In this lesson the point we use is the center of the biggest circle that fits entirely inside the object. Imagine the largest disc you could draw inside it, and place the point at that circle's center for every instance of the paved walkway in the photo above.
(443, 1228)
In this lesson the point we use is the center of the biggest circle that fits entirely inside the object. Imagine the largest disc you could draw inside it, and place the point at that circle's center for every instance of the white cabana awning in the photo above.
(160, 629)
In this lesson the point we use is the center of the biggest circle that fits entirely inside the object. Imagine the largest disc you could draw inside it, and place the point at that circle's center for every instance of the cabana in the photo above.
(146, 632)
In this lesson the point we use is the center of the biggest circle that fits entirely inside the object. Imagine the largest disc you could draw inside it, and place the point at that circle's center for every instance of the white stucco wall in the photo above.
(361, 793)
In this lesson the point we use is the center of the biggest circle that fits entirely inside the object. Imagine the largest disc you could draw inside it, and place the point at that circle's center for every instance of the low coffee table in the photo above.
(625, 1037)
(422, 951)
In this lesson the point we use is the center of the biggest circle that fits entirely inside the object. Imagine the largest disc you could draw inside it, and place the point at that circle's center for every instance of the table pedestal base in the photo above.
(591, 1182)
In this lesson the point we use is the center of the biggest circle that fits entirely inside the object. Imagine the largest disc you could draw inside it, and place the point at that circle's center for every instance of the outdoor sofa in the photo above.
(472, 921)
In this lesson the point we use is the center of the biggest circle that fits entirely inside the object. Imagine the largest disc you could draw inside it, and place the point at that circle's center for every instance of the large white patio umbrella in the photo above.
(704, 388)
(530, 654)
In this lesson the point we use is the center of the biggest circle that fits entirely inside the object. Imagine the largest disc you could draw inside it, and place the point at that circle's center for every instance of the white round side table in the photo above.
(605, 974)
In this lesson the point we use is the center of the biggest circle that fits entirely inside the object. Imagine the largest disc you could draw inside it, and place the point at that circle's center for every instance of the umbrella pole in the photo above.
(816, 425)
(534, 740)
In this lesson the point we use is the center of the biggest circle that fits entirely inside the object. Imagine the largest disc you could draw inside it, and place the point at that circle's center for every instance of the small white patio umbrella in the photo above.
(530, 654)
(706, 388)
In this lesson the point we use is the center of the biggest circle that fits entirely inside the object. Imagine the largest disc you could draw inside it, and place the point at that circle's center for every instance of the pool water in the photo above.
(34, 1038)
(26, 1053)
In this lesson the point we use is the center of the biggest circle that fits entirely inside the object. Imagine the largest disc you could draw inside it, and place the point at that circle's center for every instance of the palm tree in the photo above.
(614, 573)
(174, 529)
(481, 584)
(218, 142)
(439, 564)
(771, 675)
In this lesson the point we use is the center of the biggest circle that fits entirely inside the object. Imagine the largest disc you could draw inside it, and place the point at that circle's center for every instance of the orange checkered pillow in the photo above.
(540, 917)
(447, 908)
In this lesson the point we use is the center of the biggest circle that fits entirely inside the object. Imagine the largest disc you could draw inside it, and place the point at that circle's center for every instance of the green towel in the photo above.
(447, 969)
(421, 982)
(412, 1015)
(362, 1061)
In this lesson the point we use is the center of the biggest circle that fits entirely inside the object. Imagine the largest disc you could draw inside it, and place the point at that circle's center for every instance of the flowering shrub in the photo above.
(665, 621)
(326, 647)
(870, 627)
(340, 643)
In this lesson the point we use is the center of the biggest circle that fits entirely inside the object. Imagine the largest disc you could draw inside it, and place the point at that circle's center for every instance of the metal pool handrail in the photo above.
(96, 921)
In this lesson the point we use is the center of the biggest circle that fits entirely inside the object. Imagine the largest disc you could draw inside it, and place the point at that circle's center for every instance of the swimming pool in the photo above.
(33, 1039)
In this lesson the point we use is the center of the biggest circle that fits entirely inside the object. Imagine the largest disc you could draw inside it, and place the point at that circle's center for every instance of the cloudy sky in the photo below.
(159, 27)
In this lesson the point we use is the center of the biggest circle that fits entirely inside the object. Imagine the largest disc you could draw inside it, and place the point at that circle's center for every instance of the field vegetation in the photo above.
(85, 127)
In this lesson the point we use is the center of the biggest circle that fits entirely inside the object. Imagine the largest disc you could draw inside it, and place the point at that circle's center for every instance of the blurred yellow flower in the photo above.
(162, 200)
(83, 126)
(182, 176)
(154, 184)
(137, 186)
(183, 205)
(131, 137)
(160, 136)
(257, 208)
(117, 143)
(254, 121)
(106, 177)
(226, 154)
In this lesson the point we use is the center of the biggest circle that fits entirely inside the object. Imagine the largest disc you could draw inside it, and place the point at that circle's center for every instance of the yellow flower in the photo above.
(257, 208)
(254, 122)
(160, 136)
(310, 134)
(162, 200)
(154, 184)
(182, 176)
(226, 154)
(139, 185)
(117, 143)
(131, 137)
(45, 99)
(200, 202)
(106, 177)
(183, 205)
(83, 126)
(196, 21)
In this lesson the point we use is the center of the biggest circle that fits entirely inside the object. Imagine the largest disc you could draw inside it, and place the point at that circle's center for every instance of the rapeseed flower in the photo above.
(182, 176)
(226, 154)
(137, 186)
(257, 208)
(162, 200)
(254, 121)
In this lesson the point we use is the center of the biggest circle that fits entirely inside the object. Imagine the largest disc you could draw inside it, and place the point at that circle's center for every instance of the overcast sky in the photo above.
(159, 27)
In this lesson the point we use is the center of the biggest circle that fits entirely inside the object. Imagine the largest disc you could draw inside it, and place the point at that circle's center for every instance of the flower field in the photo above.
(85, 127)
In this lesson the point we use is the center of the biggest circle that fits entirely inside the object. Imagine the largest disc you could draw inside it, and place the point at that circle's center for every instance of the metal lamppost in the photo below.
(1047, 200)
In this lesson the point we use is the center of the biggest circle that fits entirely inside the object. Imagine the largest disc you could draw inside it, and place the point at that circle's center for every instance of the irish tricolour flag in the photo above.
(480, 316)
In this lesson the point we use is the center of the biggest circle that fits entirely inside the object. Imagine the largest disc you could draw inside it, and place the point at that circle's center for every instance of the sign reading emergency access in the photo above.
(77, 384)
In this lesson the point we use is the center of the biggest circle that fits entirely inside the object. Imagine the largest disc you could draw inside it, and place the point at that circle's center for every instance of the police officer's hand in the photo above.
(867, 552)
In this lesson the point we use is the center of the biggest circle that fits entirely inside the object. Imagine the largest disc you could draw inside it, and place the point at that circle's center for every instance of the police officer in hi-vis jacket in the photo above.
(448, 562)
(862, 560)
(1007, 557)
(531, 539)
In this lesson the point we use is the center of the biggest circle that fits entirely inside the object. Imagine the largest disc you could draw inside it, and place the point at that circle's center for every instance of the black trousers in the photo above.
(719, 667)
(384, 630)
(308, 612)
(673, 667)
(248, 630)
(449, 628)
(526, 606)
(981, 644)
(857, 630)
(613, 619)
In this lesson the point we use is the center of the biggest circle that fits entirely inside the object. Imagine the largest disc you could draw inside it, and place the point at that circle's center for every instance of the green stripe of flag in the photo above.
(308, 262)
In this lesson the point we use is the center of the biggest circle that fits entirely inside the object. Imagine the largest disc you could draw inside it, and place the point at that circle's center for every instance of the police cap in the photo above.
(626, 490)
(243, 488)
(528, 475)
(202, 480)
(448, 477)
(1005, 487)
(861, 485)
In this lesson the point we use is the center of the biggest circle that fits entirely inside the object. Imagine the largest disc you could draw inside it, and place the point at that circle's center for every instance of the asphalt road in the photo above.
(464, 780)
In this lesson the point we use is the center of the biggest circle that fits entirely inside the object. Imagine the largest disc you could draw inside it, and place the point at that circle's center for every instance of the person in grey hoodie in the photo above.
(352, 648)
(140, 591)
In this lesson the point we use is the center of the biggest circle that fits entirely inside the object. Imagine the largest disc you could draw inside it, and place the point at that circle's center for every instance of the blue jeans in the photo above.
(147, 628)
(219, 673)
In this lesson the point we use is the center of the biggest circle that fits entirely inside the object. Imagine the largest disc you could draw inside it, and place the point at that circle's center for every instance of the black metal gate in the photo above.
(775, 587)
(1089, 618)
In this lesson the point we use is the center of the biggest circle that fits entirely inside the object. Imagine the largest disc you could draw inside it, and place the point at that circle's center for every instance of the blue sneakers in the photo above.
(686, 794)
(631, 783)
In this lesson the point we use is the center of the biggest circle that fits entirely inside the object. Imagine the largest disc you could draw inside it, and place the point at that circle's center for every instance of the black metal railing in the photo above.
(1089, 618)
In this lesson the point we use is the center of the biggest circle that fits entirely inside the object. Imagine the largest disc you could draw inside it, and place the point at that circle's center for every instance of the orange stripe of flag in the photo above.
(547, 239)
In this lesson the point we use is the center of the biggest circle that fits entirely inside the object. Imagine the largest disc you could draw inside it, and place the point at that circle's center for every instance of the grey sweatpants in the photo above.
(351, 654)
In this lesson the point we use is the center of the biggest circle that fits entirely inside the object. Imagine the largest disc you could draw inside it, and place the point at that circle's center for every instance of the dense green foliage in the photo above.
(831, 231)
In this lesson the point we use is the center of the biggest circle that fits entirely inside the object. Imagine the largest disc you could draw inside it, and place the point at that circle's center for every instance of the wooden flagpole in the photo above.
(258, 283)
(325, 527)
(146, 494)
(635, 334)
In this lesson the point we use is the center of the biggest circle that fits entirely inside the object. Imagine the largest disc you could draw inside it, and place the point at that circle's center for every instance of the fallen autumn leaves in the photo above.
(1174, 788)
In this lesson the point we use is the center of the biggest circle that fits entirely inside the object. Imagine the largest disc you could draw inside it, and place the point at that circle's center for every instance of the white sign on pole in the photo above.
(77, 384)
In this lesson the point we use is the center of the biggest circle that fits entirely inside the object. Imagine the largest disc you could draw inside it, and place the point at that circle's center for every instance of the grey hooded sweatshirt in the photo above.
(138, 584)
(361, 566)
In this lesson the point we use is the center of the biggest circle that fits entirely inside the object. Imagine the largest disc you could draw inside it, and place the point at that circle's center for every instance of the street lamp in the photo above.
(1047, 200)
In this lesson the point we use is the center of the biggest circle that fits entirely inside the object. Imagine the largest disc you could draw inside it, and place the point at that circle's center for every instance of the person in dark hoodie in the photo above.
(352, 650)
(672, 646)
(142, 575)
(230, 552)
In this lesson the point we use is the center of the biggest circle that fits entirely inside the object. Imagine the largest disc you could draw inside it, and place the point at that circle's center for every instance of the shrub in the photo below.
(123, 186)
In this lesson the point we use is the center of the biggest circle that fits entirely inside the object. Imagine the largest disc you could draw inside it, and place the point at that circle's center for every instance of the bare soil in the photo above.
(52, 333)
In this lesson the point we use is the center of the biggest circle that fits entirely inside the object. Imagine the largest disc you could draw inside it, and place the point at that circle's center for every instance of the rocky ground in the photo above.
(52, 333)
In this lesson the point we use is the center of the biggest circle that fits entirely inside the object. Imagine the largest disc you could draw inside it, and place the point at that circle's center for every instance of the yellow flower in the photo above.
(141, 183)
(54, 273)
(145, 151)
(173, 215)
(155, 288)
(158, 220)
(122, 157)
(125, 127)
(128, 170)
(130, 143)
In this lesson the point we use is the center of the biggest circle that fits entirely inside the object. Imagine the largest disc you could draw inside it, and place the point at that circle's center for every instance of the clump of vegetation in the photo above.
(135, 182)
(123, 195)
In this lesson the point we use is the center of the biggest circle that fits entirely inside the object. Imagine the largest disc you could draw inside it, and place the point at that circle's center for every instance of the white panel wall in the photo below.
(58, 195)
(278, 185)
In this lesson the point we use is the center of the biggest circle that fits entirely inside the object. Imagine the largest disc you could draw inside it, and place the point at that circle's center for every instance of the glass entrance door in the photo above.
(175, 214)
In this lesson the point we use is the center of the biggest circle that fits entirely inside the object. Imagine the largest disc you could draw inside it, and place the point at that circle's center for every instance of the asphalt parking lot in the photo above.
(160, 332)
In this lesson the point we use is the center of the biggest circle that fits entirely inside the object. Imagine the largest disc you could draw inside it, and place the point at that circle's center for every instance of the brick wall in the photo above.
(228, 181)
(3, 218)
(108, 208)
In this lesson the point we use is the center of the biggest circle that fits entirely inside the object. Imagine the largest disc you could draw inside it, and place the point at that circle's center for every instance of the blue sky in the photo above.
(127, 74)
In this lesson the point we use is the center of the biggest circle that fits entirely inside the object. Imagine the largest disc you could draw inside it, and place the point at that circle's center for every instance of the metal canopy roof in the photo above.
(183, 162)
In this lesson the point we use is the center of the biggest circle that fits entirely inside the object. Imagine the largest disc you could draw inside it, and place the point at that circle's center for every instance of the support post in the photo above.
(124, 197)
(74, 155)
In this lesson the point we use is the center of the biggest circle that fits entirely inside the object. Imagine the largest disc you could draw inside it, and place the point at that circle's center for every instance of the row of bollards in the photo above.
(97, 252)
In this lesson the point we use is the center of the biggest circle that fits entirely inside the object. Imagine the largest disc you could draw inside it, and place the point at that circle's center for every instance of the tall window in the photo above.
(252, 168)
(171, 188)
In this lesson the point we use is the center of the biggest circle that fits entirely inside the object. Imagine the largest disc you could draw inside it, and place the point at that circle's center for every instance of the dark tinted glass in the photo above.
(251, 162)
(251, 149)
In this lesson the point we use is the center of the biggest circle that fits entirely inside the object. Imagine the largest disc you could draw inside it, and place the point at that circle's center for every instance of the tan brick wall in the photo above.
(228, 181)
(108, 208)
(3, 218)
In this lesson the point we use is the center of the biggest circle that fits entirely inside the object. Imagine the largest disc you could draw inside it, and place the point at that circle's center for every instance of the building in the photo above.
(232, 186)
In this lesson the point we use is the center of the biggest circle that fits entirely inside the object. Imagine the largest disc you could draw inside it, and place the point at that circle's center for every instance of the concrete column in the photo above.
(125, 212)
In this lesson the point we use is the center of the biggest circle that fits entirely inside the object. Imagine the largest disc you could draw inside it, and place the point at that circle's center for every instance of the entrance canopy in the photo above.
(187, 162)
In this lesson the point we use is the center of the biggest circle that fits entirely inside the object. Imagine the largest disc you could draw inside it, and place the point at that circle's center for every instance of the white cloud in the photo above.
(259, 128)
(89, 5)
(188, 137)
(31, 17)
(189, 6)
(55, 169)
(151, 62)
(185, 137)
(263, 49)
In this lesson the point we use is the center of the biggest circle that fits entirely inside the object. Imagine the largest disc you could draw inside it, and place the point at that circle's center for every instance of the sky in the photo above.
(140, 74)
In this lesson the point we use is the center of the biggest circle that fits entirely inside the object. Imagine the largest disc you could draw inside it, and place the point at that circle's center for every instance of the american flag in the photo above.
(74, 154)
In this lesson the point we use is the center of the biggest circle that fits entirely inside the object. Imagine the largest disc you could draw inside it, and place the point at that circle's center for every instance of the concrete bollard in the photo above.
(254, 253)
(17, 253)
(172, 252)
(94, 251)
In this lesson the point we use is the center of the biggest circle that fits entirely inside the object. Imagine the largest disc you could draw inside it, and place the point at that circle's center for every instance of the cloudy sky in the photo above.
# # #
TO DO: Return only what runs from the line containing "bollard in the photo above." to the last line of the records above, both ends included, exactly as written.

OUTPUT FOR THIS TASK:
In this lesson the point we use is the center of the biggest circle that fits entirely inside the object. Imagine the largest disc you could draw inside it, and place the point at that circle's center for every instance of the concrete bollard in the photo above.
(254, 253)
(17, 253)
(172, 252)
(94, 251)
In this lesson the point we use is the center of the biggest circle that fits entirely inside the object. Imagine the largest disc you could draw inside it, and place the point at that circle's center for every instance of the cloudy sky in the photo above.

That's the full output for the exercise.